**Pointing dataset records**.

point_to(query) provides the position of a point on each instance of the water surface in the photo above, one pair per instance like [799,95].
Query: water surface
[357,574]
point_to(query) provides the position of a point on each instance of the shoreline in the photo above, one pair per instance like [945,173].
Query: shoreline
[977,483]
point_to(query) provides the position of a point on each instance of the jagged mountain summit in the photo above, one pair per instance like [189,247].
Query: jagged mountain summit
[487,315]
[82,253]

--

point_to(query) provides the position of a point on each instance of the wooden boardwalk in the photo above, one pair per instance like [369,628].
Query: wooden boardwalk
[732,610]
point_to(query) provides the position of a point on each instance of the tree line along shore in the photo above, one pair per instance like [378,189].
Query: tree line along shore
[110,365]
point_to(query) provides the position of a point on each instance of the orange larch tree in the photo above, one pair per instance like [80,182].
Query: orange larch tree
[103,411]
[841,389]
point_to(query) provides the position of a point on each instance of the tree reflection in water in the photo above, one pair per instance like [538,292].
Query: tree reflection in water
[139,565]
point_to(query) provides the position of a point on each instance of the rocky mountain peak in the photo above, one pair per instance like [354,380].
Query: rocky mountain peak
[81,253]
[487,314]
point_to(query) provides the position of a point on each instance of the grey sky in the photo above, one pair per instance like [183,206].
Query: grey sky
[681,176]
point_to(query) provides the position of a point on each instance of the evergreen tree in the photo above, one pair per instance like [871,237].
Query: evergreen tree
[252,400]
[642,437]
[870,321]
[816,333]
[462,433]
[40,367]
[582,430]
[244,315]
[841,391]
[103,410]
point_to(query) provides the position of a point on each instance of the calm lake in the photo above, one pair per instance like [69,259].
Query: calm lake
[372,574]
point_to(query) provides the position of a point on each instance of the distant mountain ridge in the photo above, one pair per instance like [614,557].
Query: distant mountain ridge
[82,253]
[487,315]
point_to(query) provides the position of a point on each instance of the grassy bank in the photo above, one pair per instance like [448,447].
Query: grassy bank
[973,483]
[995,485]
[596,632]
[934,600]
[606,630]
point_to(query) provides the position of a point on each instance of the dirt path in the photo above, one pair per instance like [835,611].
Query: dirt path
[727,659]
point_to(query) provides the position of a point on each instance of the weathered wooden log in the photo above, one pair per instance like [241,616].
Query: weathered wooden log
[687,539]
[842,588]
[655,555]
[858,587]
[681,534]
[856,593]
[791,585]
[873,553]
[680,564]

**Directions for this task**.
Return each line of the rows above that contains the word "peak". Case counts, so match capitalization.

**In response**.
point_to(query) provides the position of a point on each instance of the rocky mountain peak in the photo above, one pair per instance like [354,380].
Query: rocky mountain peak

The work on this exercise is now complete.